## Selected excerpt
* * * * * * *

The merge sort

The insertion sort algorithm is not always the best one to use. When sorting n values, starting from a random initial arrangement, the insertion sort has to look through half of the elements in the sorted part of the data structure to find the correct insertion point for each new value it places. The size of that sorted part increases linearly from 0 to n, so its average size is n/2 and the average number of comparisons needed to insert one element is n/4. Taking all the insertions together, then, the insertion sort performs about n2/4 comparisons to sort the entire set.

Accordingly, when the number of values to be sorted is large (greater than one hundred, say), it is preferable to use a sorting method that is more complicated to set up initially but performs fewer operations on each element in the process of positioning it correctly. The merge sort algorithm is often an appropriate choice. We shall examine two variants of this algorithm -- one taking a list of values and returning a newly allocated list containing the same values, but in sorted order, and the other one taking a vector of values and arranging its elements as a ``destructive'' side effect.

* * * * * * *

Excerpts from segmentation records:
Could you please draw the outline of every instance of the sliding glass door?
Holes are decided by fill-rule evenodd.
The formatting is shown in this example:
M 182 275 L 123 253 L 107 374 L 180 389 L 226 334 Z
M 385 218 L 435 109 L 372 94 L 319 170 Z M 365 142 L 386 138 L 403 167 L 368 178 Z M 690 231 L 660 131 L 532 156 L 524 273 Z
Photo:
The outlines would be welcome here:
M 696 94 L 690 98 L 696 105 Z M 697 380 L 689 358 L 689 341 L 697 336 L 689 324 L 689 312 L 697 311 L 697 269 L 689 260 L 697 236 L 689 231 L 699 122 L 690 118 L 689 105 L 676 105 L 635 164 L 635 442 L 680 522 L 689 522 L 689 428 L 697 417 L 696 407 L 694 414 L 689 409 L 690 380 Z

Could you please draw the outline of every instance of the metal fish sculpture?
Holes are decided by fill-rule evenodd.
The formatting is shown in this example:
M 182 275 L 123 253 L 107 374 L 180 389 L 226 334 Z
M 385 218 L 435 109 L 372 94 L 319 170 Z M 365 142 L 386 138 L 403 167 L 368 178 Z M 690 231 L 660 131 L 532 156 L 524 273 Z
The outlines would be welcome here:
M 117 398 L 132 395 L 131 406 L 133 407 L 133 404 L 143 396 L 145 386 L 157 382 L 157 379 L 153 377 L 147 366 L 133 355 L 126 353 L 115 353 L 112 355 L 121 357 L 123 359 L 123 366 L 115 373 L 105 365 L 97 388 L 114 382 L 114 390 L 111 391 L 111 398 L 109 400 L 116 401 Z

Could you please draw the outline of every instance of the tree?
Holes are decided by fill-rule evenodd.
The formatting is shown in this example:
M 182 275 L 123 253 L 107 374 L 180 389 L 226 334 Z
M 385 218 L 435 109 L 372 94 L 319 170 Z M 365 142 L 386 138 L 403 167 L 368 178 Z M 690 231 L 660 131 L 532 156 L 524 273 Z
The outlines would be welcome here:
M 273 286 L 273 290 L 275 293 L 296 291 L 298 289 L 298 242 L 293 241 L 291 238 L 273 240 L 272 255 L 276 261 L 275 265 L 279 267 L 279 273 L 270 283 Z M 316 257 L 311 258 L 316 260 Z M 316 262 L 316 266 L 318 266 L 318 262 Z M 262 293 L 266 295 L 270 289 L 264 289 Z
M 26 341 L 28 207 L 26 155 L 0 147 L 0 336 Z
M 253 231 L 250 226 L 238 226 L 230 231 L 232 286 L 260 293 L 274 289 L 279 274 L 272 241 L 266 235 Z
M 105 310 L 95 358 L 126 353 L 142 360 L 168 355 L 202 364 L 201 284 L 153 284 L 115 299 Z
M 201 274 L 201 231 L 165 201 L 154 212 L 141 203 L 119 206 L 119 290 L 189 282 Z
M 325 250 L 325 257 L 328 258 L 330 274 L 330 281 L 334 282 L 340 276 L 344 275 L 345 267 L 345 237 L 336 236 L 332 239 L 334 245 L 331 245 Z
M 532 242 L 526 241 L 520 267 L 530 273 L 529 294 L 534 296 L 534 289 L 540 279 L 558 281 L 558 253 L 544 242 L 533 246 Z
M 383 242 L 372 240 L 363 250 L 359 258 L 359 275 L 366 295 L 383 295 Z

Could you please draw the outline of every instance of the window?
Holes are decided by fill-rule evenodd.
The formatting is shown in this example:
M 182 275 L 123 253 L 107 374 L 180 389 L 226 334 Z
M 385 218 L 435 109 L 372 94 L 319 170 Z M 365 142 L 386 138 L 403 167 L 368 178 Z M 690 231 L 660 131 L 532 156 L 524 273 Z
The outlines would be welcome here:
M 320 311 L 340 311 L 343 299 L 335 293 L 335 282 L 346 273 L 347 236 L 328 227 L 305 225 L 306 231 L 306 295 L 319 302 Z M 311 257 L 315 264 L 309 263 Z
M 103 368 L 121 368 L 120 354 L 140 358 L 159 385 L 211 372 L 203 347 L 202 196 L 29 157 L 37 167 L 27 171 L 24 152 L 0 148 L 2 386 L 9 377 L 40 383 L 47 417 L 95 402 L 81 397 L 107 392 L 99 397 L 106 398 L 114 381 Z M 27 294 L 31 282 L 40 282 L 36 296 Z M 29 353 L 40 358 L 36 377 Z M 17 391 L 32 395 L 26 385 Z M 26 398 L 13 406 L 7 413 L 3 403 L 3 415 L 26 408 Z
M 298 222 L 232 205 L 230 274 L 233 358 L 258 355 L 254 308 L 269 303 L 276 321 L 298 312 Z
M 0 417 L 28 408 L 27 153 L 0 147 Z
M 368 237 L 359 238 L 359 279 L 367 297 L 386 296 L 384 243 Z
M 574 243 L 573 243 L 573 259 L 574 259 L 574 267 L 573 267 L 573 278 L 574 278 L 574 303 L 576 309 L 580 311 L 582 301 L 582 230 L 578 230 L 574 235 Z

* * * * * * *

## Challenges
**1)** According to the merge sort text, above roughly what number of values is it preferable to use a more complicated sorting method?
**2)** Please write out the part of the merge sort text that begins at the words "The insertion sort algorithm" and stops after "the entire set.", changing "average" to "mean".
**3)** Write what comes next in the merge sort text, starting after its final sentence.
None of the lines are needed here.

## Outputs by task
**1)** Greater than one hundred.

**2)**
The insertion sort algorithm is not always the best one to use. When sorting n values, starting from a random initial arrangement, the insertion sort has to look through half of the elements in the sorted part of the data structure to find the correct insertion point for each new value it places. The size of that sorted part increases linearly from 0 to n, so its mean size is n/2 and the mean number of comparisons needed to insert one element is n/4. Taking all the insertions together, then, the insertion sort performs about n2/4 comparisons to sort the entire set.

**3)**
Merge sort: constructing a sorted list

One of the building blocks for the first version of the merge sort is the merge procedure, which takes two sorted lists as arguments and returns a sorted list containing all of the values from both argument lists. (Program 4.3 on page 98 of our textbook is an implementation of this procedure, in the special case where the lists are lists of real numbers arranged in ascending order.) If we abstract out the ordering relation as may-precede?, a curried version of the merge looks like this:

(define merge
  (lambda (may-precede?)
    (lambda (initial-left initial-right)
      (let kernel ((left initial-left)
                   (right initial-right))
        (cond ((null? left) right)
              ((null? right) left)
              ((may-precede? (car left) (car right))
               (cons (car left) (kernel (cdr left) right)))
              (else
               (cons (car right) (kernel left (cdr right)))))))))

If either of the given lists is null, the result is simply the other list. Otherwise, we split off whichever of the first elements of the given lists may precede the other, issue a recursive call to merge the remainders of both lists, and prepend the selected first element to the result.


Exercise 1

Use merge to merge the lists (2 3 4 7 8 10 12) and (1 6 11 13 14).


Exercise 2

What happens if merge is applied to lists that are not already in ascending order?


Exercise 3

What happens if merge is given two empty lists as arguments? Why?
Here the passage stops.